• PAGE TEXT
Run docker run metapont --help
to get the Information below.
Docker run -v /path/to/database:/database -v /path/to/input:/input -v /path/to/output/directory:/output ContainerName [Parameters]
Change /path/to/database
to the absolute path of the database directory you want to use.
Change /path/to/input
to your absolute path of the input fastq file or a directory that contains fastq files (all
subdirectories will be searched for *.fastq-files and they will be the input).
Change /path/to/output
to the absolute path of the directory you want the output in.
-c
just Centrifuge will be used [Default: Centrifuge and Minimap2 will be used].
-k <Int>
max number of TaxIDs returned by Centrifuge, only important if -c [Default: 5].
-t <Int>
max number of threads used by Centrifuge and MMP2 [Default: 1].
--threshold <Int>
taxIDs in centrifuge_out.tsv are omitted when score is lower than threshold [Default: 150].
--filter <Int:Int>
thresholds for minimap2 output. First int is the normalized Smith-Waterman-AS threshold, second
is coverage threshold (0-100). [Default: 1000:50]
--filter-benchmarking <int,...,int:int,int:...>
two lists of minimap cutoff values of type int. Every combination
will be saved.
--normalize < 0 | 1 >
decides if Smith Waterman score should be normalized with the alignment length (1) or not (
0) [Default: 1].
--redundance <Int>
readIDs with centrifuge hits to at least redundance
taxIDs will be dropped, only if not
-c [Default: 50].

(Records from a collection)
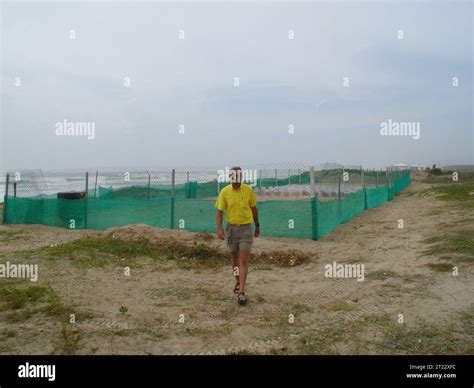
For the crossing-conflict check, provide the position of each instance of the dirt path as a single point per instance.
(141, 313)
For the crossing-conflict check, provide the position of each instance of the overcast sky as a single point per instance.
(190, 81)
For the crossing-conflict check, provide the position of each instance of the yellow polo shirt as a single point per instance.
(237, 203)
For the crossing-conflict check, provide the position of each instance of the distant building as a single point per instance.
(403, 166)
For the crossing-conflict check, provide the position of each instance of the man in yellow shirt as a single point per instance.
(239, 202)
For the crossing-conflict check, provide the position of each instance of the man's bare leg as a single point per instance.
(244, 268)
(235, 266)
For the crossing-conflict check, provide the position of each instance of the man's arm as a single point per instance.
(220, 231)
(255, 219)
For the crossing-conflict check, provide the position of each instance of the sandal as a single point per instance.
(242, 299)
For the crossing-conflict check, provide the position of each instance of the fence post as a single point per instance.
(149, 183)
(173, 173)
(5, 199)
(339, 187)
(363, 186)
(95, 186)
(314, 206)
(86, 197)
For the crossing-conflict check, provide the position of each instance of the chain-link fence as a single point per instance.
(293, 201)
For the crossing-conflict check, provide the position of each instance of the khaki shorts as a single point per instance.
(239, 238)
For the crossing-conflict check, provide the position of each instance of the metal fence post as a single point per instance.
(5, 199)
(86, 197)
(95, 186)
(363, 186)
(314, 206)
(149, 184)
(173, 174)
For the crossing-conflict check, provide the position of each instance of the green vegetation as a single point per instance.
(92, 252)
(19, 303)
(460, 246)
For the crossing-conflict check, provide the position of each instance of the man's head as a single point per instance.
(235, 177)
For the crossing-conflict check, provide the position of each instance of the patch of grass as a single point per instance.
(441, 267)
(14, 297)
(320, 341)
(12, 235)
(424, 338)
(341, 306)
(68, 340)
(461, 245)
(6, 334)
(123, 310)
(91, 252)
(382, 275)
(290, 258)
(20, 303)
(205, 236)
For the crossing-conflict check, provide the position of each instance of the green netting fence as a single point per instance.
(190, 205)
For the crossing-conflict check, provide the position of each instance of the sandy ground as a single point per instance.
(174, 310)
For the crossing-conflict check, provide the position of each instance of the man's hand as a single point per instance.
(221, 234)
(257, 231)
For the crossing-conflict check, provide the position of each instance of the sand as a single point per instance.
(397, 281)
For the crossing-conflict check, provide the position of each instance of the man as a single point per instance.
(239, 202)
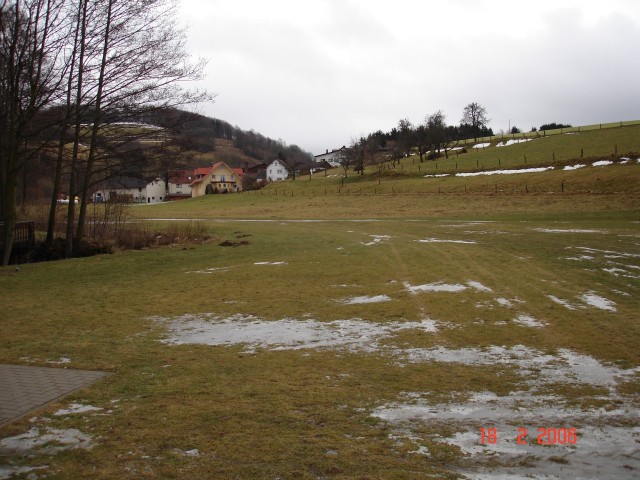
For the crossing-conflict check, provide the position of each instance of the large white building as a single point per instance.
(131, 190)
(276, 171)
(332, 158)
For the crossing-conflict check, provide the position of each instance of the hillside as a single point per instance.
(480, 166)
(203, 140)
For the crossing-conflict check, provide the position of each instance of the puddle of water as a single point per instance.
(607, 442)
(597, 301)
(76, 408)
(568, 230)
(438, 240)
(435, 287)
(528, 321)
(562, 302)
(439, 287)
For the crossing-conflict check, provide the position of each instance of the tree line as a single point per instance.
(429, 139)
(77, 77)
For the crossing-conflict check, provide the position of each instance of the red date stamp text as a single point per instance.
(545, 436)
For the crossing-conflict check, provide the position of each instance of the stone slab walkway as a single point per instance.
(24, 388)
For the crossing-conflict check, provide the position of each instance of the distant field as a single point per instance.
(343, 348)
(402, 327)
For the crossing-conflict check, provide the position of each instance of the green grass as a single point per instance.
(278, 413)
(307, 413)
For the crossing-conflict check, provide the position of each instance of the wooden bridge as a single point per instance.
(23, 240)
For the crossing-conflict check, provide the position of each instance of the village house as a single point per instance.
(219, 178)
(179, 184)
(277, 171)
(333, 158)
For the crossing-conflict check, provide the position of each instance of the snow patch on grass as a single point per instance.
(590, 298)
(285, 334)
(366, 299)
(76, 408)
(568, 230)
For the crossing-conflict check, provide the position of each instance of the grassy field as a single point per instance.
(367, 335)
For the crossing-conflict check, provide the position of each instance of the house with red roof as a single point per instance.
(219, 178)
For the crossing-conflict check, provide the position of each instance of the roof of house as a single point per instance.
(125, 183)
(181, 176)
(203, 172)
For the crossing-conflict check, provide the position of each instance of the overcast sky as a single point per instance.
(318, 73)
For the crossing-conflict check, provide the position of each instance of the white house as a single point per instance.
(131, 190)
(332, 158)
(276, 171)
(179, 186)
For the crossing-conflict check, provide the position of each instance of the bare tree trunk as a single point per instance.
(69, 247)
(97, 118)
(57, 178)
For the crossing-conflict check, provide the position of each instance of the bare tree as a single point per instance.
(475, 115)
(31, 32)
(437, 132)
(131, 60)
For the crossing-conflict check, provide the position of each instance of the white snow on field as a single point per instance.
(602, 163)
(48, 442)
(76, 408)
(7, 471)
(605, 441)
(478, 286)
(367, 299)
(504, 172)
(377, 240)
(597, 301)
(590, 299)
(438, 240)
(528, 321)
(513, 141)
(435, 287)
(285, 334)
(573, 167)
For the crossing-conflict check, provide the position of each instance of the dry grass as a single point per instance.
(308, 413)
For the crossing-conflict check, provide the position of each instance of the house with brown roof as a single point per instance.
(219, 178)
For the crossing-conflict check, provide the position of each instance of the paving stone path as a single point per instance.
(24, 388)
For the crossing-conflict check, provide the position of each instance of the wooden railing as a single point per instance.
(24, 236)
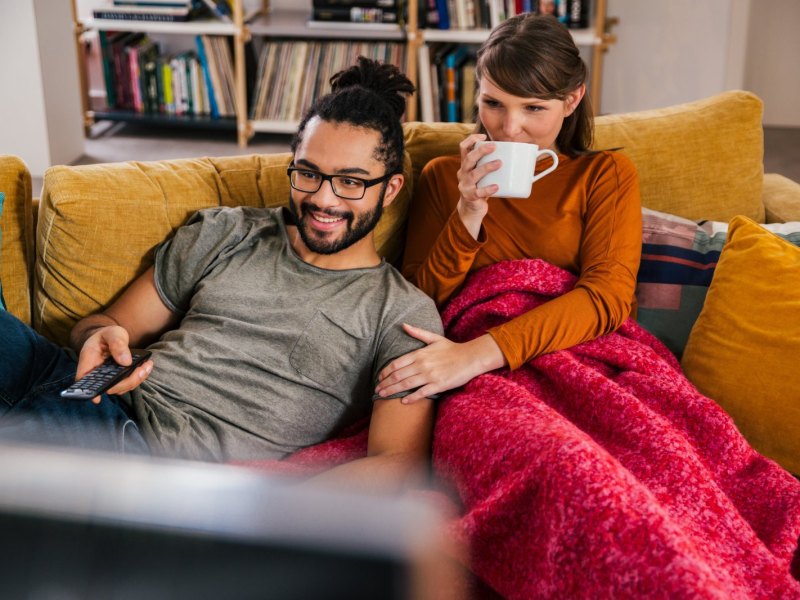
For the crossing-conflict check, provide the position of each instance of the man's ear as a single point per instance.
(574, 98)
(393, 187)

• TASK DETAILS
List every option in the MetaPont help text above the lines that takes a single <Int> value.

• WRITTEN SOLUTION
-k <Int>
-t <Int>
--threshold <Int>
--redundance <Int>